### Page
***
Metadata-Version: 2.4
Name: elephant-gun
Version: 0.1.3
Summary: Elephant Gun 🐘🔫 - Hybrid SQL + semantic search CLI for Postgres (local-first)
Requires-Python: >=3.9
Description-Content-Type: text/markdown
License-File: LICENSE
Requires-Dist: sentence-transformers<4.0.0,>=3.0.0
Requires-Dist: psycopg[binary]<4.0.0,>=3.2.4
Requires-Dist: pydantic<3.0.0,>=2.6.0
Requires-Dist: pyyaml<7.0.0,>=6.0.1
Dynamic: license-file

# Elephant Gun 🐘🔫

*A local-first CLI for hybrid SQL + semantic search on PostgreSQL.*

Elephant Gun lets you query your existing PostgreSQL tables with a mix of:

* **Structured filters (SQL)** — e.g., `created_at < 30 days`
* **Semantic search (pgvector + embeddings)** — e.g., “things that look like trouble”
***
### Dataset entries
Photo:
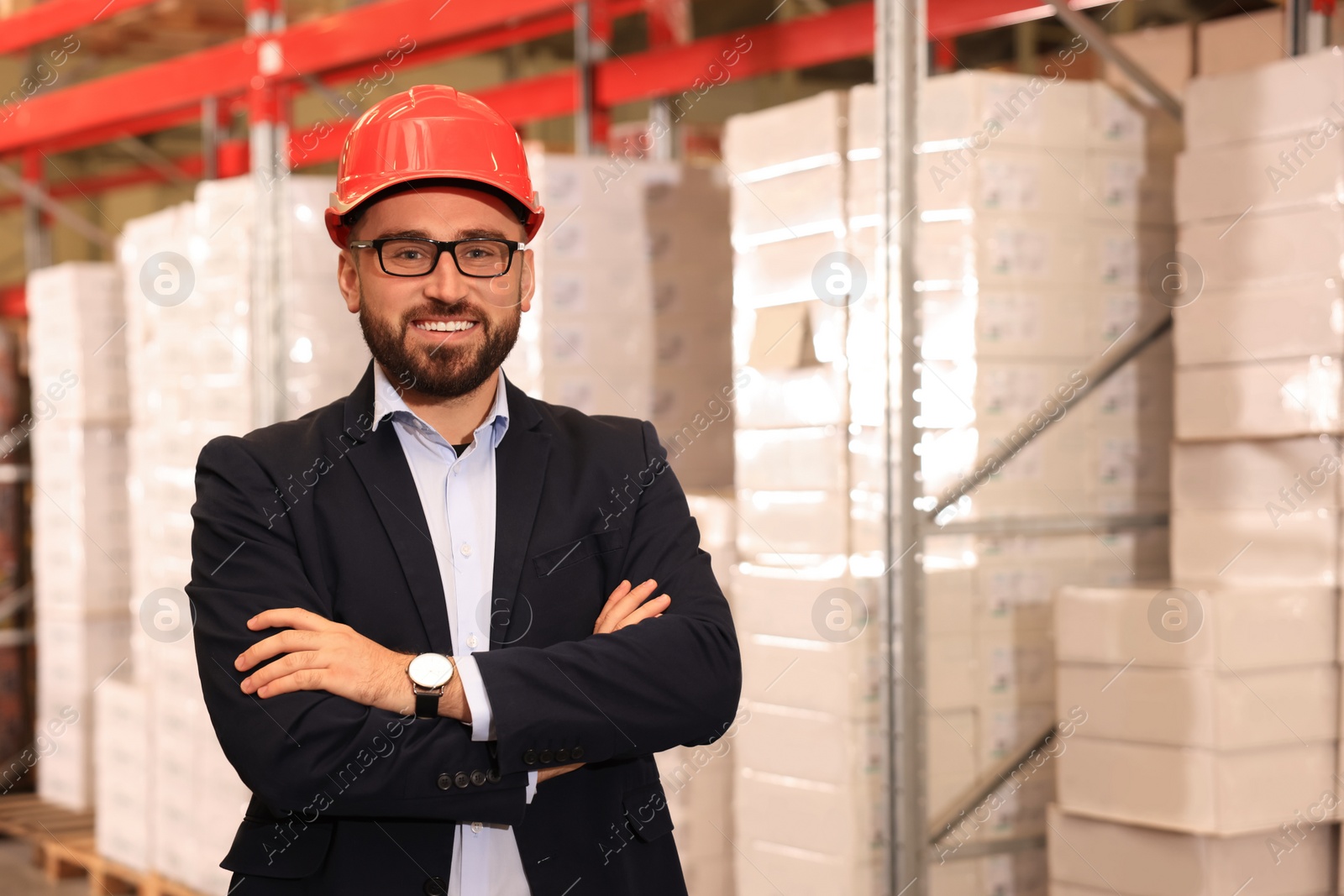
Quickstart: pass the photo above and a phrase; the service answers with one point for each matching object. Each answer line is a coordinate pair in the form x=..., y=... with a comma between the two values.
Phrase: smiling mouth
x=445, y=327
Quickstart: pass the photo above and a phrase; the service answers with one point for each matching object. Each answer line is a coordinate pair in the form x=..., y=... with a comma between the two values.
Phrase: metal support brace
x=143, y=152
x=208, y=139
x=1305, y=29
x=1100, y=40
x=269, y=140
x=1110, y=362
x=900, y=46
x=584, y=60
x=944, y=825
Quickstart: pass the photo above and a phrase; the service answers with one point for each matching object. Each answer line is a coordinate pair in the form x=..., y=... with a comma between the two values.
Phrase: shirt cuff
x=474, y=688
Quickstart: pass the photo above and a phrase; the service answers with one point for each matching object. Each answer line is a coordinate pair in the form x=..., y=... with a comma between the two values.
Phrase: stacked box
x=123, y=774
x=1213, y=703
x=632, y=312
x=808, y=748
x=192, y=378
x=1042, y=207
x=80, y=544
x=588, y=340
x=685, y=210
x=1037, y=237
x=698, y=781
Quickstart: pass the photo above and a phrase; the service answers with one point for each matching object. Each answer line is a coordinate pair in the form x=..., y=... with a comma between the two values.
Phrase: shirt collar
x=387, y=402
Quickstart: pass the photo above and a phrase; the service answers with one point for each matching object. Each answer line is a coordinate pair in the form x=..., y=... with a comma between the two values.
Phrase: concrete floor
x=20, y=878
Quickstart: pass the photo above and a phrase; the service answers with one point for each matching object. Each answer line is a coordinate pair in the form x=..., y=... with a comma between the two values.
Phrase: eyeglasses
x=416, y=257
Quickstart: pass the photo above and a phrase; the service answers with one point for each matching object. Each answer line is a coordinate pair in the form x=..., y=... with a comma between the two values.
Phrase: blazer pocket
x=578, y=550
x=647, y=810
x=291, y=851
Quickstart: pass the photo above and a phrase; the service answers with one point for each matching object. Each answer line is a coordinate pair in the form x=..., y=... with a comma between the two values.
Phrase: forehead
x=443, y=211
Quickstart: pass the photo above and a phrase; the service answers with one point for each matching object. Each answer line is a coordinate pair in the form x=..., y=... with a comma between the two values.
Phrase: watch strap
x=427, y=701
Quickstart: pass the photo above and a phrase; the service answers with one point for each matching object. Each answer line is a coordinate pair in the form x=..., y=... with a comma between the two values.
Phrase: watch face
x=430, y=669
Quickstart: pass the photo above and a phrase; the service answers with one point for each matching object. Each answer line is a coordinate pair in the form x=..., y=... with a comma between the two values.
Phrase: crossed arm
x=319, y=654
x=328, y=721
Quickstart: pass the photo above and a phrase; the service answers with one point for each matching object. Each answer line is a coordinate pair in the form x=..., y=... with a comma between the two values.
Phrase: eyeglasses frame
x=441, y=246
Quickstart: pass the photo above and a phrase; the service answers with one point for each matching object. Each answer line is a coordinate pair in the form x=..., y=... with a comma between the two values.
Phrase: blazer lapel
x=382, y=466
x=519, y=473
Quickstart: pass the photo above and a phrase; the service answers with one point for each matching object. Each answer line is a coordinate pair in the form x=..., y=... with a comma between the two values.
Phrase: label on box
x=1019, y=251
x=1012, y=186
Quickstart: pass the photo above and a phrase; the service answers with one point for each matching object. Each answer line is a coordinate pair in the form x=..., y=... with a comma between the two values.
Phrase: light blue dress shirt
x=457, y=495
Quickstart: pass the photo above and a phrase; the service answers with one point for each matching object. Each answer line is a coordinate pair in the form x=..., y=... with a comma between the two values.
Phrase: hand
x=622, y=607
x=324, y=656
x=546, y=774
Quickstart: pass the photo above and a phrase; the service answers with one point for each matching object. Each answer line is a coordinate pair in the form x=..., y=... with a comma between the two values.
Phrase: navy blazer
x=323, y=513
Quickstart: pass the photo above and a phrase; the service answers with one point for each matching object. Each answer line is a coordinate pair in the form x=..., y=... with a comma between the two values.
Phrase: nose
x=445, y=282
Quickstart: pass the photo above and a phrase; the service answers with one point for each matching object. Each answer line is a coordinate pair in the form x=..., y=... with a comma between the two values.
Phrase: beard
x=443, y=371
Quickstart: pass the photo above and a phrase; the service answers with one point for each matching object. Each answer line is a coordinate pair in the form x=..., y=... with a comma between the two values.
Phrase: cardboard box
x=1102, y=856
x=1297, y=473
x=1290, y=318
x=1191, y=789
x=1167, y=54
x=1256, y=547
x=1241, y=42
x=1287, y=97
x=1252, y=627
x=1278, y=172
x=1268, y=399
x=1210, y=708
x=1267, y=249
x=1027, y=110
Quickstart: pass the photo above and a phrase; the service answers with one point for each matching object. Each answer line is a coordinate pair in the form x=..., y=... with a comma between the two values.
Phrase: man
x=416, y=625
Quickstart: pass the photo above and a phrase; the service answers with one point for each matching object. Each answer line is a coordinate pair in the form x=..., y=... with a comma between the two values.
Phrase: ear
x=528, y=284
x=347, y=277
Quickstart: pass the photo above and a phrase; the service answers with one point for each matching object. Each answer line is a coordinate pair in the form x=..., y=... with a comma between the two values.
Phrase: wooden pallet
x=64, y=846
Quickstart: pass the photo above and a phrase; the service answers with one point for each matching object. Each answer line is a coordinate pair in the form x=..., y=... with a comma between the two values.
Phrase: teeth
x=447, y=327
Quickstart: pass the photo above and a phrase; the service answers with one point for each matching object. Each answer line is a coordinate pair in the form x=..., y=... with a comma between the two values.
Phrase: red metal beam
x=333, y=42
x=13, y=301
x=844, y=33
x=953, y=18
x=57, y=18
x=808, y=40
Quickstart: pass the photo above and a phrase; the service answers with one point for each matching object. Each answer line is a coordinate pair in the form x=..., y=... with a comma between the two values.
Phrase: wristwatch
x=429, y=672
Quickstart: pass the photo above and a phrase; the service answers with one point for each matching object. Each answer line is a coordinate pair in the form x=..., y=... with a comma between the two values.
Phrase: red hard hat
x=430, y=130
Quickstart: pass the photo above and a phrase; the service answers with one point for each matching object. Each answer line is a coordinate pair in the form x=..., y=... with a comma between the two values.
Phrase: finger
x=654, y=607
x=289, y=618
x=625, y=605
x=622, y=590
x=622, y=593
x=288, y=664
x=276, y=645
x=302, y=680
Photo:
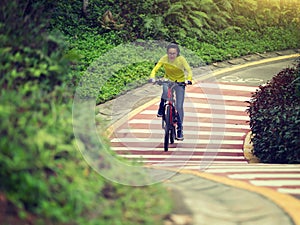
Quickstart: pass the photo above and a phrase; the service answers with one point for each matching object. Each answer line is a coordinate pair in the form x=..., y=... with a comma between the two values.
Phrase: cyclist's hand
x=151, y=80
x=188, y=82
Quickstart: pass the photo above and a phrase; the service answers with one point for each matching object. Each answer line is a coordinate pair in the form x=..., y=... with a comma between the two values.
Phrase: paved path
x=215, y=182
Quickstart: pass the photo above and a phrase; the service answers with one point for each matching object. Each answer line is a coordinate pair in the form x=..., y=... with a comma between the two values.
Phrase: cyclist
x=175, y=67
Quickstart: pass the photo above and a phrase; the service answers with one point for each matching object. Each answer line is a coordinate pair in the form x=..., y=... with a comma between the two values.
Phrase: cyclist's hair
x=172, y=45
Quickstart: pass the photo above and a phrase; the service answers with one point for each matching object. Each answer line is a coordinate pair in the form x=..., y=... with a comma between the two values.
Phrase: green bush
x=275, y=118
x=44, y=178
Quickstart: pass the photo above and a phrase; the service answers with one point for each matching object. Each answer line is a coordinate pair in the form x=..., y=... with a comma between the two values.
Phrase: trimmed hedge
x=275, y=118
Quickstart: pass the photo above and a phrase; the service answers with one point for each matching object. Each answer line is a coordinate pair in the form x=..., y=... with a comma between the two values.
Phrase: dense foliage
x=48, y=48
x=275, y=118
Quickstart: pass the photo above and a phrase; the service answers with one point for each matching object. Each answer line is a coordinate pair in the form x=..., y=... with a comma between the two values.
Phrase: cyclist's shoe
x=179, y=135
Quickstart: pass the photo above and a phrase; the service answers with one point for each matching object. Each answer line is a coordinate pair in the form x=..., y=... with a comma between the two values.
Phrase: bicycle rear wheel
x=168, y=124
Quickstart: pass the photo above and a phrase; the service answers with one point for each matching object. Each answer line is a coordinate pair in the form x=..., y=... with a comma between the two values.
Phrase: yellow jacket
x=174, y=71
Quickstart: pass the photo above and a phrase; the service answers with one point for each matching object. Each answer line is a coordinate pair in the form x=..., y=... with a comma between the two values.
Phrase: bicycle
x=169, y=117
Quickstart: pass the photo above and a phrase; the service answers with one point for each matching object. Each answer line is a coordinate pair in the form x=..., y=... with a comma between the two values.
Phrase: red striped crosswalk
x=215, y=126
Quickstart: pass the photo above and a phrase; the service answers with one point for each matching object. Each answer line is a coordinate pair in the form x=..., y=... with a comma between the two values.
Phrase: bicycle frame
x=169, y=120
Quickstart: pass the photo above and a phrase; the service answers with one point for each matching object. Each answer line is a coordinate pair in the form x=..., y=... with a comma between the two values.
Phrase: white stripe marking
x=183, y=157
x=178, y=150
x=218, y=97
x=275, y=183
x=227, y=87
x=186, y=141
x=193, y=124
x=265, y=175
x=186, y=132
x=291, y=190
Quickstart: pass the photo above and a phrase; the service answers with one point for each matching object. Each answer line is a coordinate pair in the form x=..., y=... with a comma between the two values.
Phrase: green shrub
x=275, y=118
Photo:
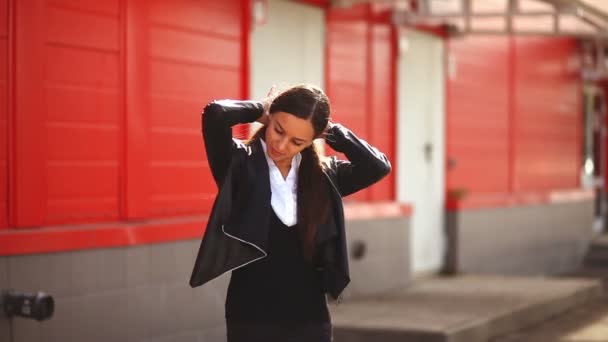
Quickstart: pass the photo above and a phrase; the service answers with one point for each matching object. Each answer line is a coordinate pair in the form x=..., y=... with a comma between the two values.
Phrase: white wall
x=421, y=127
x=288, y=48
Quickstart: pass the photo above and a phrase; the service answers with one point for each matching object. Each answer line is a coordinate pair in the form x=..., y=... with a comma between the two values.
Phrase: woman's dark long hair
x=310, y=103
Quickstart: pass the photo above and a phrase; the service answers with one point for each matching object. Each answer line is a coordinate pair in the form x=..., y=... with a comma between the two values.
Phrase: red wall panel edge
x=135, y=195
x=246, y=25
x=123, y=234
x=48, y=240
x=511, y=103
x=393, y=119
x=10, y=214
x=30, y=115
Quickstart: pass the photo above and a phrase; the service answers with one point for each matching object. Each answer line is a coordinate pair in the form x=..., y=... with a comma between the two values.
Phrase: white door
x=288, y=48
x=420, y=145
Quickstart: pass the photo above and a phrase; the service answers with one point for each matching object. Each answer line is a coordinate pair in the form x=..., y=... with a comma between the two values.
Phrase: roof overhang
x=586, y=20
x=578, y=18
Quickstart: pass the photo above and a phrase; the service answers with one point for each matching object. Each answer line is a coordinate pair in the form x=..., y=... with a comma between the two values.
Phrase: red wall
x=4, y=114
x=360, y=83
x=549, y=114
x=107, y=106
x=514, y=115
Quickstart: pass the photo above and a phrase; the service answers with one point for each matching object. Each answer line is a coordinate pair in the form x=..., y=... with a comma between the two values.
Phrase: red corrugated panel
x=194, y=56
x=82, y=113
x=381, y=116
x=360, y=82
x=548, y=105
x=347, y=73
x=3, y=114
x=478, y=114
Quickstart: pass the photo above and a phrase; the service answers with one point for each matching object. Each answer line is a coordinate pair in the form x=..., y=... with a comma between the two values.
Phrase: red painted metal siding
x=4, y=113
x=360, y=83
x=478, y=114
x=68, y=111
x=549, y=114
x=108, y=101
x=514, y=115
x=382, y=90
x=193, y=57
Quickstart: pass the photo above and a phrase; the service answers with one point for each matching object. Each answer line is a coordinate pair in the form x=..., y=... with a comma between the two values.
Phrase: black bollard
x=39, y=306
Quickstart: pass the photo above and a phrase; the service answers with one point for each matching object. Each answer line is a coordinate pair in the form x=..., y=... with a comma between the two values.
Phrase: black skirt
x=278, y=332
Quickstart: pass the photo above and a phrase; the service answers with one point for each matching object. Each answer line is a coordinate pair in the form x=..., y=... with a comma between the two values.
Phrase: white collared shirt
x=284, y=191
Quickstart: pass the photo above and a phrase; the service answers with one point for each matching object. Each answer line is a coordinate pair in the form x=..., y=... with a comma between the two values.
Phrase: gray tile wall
***
### Your tasks
**1)** Based on the Elephant Gun page:
(a) Which Python versions does it require?
(b) What version number does it give?
(c) Which example does it give for semantic search?
**2)** Can you write out the listing again, everything from its start down through the line containing "Phrase: smiling mouth", with "service" switched to "tool" and all else unchanged? Give only those lines, and leave out the picture.
The listing is unrelated to the Elephant Gun page.

### Set of answers
**1)**
(a) Python 3.9 or later (>=3.9)
(b) 0.1.3
(c) “things that look like trouble”

**2)**
Photo:
Quickstart: pass the photo above and a phrase; the tool answers with one point for each matching object. Each answer line is a coordinate pair in the form x=..., y=... with a comma between the two values.
Phrase: smiling mouth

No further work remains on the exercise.